**Data extracts**
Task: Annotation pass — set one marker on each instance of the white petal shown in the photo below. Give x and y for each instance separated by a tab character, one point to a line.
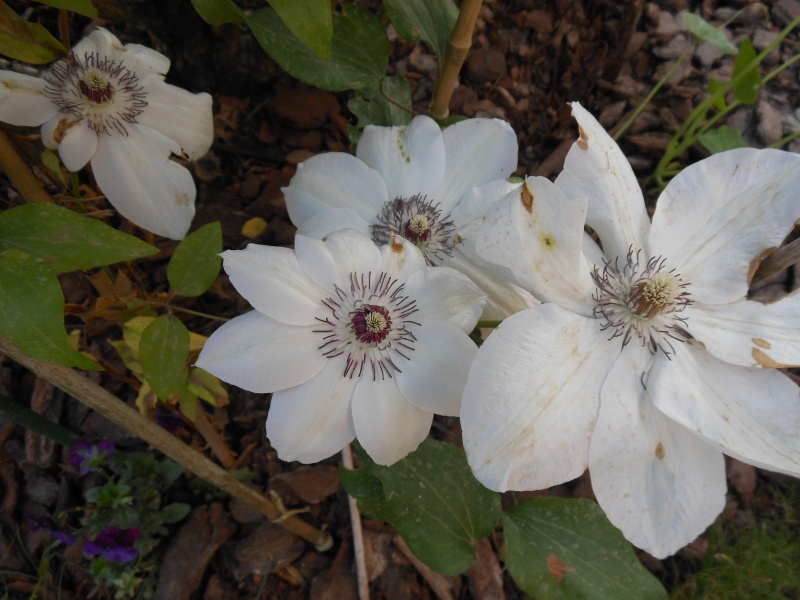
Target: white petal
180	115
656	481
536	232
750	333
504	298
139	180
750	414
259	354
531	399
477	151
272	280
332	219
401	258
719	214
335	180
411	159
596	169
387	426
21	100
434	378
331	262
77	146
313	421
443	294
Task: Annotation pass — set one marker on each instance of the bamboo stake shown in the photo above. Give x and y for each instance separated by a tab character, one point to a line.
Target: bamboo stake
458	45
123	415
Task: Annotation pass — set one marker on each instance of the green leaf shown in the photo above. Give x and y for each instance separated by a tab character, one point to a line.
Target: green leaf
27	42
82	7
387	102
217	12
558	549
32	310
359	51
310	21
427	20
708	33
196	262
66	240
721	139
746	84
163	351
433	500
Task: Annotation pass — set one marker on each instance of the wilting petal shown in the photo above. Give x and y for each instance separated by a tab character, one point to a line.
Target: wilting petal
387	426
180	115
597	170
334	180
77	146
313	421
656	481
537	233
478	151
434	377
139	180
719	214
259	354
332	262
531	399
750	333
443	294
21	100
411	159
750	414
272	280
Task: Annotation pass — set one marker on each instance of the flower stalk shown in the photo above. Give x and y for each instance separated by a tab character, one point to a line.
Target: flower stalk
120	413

* * *

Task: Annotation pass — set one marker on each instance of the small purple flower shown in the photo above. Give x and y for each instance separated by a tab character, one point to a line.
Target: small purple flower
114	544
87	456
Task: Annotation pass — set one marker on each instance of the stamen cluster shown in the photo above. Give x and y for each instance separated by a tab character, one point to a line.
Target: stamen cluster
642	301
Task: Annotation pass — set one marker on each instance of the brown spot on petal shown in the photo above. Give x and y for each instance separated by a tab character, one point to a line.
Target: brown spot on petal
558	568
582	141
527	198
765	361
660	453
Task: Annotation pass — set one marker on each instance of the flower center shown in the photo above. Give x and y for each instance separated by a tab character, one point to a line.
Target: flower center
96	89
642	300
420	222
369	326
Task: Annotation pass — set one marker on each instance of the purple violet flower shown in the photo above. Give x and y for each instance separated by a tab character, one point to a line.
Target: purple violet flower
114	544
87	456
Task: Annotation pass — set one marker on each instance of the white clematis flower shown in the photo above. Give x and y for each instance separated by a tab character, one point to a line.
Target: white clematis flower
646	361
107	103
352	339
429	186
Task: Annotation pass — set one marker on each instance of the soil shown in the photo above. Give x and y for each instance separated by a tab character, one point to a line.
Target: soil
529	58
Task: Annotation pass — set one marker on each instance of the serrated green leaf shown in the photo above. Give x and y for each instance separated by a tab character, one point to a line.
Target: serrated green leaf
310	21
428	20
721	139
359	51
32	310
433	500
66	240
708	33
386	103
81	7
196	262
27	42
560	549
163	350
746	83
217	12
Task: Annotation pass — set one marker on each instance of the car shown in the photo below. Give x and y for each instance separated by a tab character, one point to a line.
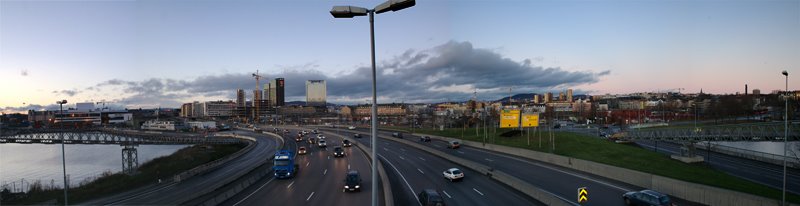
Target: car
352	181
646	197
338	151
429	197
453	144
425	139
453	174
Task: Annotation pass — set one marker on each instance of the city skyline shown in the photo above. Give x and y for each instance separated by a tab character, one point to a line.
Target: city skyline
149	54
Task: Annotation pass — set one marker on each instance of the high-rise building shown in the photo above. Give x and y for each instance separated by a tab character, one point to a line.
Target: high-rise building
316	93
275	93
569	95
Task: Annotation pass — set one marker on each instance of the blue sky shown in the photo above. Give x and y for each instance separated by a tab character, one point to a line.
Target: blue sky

**Work order**
Copy every line of the data above in which the string "blue" appears.

**Solved exercise**
Task: Annotation pass — set one marker on each instance of the blue sky shown in the photo above. Give x and y for each instance separated by a tab character, one point to a line.
Target: blue sky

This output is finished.